===== Information given

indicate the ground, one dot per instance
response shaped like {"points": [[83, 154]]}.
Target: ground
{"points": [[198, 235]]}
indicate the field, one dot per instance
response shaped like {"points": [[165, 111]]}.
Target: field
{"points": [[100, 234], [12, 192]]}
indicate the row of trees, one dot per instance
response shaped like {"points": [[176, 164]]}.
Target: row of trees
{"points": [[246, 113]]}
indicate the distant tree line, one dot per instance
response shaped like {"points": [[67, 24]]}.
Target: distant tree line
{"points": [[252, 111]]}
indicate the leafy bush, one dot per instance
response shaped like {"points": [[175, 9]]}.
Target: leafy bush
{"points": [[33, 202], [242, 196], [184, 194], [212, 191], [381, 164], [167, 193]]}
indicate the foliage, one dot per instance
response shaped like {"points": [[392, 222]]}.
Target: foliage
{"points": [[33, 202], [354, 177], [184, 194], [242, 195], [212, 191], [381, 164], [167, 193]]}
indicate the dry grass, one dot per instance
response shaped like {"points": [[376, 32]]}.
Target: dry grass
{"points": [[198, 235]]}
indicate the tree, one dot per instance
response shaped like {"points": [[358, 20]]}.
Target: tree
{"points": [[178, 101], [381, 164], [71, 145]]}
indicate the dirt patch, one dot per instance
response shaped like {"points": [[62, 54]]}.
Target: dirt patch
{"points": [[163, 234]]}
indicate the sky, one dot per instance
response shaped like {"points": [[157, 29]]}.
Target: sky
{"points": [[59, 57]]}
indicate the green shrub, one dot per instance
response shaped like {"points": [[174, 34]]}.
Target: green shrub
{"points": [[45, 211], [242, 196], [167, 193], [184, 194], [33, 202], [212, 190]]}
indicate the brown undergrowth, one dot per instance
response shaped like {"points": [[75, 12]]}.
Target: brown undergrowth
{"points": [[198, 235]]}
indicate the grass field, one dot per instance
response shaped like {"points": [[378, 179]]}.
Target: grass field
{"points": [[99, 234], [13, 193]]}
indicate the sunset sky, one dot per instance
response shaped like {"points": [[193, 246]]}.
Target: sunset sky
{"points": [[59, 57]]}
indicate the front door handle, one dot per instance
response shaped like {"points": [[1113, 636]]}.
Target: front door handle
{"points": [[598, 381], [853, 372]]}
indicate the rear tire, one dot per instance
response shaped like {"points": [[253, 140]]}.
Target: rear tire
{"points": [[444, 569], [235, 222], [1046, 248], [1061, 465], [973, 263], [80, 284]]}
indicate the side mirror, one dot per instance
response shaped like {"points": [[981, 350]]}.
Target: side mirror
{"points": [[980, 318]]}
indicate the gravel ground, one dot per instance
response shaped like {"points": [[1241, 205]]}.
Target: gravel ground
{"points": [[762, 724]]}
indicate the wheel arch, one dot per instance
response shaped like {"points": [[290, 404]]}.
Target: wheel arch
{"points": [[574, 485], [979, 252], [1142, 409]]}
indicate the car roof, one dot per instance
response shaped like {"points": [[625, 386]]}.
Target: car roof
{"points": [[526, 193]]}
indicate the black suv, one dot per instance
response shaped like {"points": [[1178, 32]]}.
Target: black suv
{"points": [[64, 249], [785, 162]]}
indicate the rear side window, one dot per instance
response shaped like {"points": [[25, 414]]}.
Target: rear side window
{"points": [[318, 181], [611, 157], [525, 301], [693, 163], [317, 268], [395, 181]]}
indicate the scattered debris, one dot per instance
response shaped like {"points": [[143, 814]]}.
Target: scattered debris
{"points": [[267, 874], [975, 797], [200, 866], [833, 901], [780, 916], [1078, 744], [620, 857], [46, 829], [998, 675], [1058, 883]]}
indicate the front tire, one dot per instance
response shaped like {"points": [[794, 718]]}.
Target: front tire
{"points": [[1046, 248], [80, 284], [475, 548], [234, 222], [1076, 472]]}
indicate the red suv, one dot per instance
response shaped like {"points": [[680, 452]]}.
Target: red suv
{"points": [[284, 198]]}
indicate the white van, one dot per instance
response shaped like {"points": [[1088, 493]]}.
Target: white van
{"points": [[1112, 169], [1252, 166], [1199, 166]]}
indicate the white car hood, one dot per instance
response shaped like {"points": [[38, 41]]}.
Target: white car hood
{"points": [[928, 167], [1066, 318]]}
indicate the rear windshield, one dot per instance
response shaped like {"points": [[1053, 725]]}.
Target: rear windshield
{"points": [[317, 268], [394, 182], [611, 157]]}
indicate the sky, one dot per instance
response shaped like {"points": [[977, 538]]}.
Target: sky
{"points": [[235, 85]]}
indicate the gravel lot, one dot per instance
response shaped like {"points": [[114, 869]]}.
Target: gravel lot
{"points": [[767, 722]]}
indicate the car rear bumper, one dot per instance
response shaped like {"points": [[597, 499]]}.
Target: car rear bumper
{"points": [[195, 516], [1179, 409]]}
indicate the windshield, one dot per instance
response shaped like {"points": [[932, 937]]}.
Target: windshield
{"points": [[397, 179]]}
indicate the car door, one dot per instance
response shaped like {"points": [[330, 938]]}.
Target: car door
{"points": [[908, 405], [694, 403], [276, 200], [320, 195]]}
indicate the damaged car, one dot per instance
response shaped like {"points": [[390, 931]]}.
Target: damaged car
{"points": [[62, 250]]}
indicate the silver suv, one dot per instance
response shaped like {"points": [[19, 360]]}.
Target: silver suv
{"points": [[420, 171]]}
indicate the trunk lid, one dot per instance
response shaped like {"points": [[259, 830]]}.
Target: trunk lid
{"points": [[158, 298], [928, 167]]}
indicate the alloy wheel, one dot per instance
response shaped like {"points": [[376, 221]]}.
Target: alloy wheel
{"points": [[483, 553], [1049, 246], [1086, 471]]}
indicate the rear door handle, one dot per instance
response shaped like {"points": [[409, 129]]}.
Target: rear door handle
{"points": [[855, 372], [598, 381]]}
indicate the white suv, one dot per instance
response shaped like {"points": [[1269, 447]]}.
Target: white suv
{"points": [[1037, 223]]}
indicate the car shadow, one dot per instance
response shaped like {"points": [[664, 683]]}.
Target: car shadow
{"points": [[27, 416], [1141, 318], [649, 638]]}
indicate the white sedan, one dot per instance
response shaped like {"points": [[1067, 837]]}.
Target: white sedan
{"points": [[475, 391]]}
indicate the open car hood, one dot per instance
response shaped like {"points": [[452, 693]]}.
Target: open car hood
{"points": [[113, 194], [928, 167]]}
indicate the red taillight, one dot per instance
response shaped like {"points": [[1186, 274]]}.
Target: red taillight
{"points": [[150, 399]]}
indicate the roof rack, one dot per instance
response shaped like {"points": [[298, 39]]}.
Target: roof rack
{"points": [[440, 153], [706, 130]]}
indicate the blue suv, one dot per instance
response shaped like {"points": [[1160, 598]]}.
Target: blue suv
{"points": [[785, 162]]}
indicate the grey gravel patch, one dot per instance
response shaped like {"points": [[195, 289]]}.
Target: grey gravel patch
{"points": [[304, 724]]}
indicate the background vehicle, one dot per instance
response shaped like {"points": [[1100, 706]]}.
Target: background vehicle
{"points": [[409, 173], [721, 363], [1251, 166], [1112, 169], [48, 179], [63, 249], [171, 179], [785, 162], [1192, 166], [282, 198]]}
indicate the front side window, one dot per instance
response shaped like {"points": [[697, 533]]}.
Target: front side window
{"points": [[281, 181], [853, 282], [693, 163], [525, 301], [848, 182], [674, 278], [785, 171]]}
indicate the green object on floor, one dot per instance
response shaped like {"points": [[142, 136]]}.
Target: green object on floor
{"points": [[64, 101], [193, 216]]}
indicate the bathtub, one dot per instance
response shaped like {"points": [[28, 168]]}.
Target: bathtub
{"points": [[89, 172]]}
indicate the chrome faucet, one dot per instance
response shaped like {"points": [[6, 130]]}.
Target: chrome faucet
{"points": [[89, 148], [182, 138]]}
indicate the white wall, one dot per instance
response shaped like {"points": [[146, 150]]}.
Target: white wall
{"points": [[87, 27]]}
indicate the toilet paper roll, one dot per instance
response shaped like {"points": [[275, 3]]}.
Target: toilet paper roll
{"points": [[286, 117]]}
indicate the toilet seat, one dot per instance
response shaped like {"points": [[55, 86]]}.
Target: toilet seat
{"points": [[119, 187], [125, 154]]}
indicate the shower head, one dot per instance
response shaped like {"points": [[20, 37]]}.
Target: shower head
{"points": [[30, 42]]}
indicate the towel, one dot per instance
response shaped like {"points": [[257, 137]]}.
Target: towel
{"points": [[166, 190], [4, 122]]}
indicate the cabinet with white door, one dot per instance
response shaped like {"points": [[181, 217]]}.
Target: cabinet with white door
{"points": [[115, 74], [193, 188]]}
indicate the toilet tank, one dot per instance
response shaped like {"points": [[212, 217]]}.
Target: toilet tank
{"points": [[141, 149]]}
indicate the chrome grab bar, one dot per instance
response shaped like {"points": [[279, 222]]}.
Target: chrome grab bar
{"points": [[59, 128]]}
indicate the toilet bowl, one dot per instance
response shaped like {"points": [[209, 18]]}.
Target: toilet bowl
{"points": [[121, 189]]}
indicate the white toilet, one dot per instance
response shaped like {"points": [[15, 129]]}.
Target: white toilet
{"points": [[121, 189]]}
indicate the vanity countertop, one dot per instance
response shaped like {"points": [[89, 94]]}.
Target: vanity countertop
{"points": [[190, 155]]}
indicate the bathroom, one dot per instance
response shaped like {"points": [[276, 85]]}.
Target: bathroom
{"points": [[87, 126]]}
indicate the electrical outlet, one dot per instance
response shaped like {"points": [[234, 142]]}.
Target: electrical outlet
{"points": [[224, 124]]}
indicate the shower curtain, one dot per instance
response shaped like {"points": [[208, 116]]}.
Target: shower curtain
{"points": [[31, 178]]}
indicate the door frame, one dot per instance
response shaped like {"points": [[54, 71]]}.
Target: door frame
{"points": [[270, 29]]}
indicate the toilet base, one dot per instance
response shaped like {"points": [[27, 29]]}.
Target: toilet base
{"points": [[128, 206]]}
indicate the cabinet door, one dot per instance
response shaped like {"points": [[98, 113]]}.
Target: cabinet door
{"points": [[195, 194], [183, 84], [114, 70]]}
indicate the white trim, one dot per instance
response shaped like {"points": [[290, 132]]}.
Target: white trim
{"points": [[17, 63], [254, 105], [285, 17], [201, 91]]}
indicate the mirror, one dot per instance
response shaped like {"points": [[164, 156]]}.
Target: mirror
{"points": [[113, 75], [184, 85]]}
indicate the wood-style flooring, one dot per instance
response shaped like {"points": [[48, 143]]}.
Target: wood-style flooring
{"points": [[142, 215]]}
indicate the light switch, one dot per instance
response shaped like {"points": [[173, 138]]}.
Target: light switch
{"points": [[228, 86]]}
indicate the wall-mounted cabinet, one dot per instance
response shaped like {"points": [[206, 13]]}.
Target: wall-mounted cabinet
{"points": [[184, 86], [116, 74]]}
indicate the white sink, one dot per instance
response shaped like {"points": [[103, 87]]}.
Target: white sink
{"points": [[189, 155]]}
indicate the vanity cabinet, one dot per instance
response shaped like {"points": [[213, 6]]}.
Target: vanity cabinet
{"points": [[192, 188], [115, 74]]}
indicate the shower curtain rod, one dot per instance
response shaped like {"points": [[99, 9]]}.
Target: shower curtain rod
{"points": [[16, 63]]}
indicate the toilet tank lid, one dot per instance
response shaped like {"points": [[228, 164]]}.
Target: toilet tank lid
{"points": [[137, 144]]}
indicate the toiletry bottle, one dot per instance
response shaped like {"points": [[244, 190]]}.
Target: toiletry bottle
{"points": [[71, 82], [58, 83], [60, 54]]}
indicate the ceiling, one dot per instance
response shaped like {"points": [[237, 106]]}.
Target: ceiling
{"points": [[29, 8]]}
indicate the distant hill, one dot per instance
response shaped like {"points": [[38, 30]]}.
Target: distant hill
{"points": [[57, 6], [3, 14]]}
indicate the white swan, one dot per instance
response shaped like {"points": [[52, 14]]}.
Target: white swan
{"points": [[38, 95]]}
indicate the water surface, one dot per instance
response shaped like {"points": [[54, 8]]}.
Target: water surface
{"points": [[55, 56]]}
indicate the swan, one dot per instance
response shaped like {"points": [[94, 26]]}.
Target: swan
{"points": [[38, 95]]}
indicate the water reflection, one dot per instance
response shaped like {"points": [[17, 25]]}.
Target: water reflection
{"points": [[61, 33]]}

==========

Assignment: Repeat exactly the lines of the listing above, from the one with "Target: chrome faucet" down to the one with "indicate the toilet seat, one"; both of those lines belong in the range.

Solution below:
Target: chrome faucet
{"points": [[89, 148], [182, 138]]}
indicate the white wall, one dot per instance
response shaped like {"points": [[146, 150]]}.
Target: white wall
{"points": [[87, 27]]}
indicate the toilet paper roll, one dot per instance
response shaped like {"points": [[275, 3]]}.
Target: toilet paper roll
{"points": [[286, 117]]}
indicate the toilet seat, one dot per instance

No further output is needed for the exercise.